**Your instructions**
Retype all the entries word for word, but omit the pictures.

**Source data**
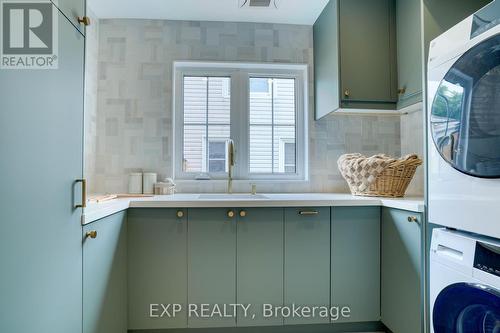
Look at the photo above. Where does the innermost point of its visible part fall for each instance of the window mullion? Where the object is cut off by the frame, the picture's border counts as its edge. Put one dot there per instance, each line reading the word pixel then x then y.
pixel 239 123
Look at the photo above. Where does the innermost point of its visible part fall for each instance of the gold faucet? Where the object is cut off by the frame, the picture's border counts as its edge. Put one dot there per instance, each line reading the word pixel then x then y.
pixel 230 155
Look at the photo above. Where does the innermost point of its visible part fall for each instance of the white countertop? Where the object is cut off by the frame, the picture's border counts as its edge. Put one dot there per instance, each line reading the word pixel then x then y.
pixel 96 211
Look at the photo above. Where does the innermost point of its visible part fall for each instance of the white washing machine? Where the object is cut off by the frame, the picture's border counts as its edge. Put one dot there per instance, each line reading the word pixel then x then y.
pixel 464 125
pixel 464 283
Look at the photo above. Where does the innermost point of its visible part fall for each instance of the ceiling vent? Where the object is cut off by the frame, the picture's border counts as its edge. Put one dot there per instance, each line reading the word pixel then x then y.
pixel 259 3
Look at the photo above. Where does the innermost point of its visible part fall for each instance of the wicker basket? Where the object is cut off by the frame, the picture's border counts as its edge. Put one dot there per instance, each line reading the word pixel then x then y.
pixel 393 181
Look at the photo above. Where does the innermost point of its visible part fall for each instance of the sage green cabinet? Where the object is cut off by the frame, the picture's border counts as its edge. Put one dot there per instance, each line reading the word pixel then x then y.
pixel 401 270
pixel 307 260
pixel 41 135
pixel 368 71
pixel 326 61
pixel 409 46
pixel 356 262
pixel 72 9
pixel 105 275
pixel 259 263
pixel 211 262
pixel 355 56
pixel 157 266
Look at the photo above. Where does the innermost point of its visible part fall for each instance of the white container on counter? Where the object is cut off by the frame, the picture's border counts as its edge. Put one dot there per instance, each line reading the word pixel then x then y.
pixel 135 183
pixel 149 180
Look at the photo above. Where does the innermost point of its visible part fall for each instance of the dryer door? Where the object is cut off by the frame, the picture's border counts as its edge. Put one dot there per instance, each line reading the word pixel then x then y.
pixel 467 308
pixel 465 115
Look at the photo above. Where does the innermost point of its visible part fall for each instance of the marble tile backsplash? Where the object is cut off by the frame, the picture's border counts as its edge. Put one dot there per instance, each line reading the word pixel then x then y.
pixel 91 86
pixel 134 100
pixel 412 142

**Answer space**
Look at the photo above. Where does the innermost point of its visible part fall for each instance of the window mullion? Where the object is cut off by the frame, the picture's border counts as its edge. Put one dot there per instance, each line reading the word pixel then x then y.
pixel 239 123
Look at the photo above. Where does the innermost point of its visible part fall for each instance of the gold faucet? Where the object is cut off by the frame, the picture's border counts as its edge. Put one dot there per instance, each line reading the word pixel then x then y.
pixel 230 155
Look at the photo above. Where does the innermost point of its visible part fall for each instance of the white countertop? Where the object is cut off by the frame, the picture's border counts as its edge. Put one dot there per instance, each line reading the word pixel then x then y.
pixel 96 211
Look at the photo above. Where does the innermost point of its visible part fall for each instance of the white washing machine? Where the object is cut off by the frame, the picture's border counts as its edge. Put one dot there per instance, each line reading the word pixel then x then y.
pixel 464 125
pixel 464 283
Look at the photo above. Where does the innermost point of its visible part fall for each instance of the ceiling vent? Where the object is cut off by the frame, the picture's border counts as its edge. Put one dot there per instance, each line reading the word pixel then x then y.
pixel 259 3
Look at the photo above. Where does the innermost point of its visible part fall for each instance of the wicker basket? Where the object is cut off by the frame, the picture's border counts as its edge. Put one dot there per instance, each line reading the word pixel then x then y.
pixel 393 181
Look at the photo above. Where does the innermost point of its visible part fall for each instance of the sage green cabinet? Where the object is cut off by the frame, the picture's border counts as its edge. Put one dot there per instance, each line reading the word pixel then x then y.
pixel 401 270
pixel 307 260
pixel 41 135
pixel 368 71
pixel 326 61
pixel 409 46
pixel 356 262
pixel 72 9
pixel 105 275
pixel 259 263
pixel 211 262
pixel 355 56
pixel 157 266
Look at the photo above. Where does the innermost point of its visible part fall for each instance of the white container on counter? Where the object is cut off by the frame, the picture's border counts as its edge. Put one dot there per instance, each line reading the word pixel then x then y.
pixel 135 183
pixel 149 180
Look at the photo above. Where does the innermost point of its visible part fall for each instance of the dryer door? Where the object is cut off by the frame, the picture's border counts as its edge. Put one dot there per instance, each line reading the word pixel then x then y.
pixel 467 308
pixel 465 115
Look at the photo above. Where does the innermost point of its visible part fall for each instance of the marble tile backsplash? Where the object is cut off by the frame, the picture's border counts as its edge. Put one dot there per instance, each line reading the word pixel then x then y.
pixel 91 86
pixel 134 100
pixel 412 142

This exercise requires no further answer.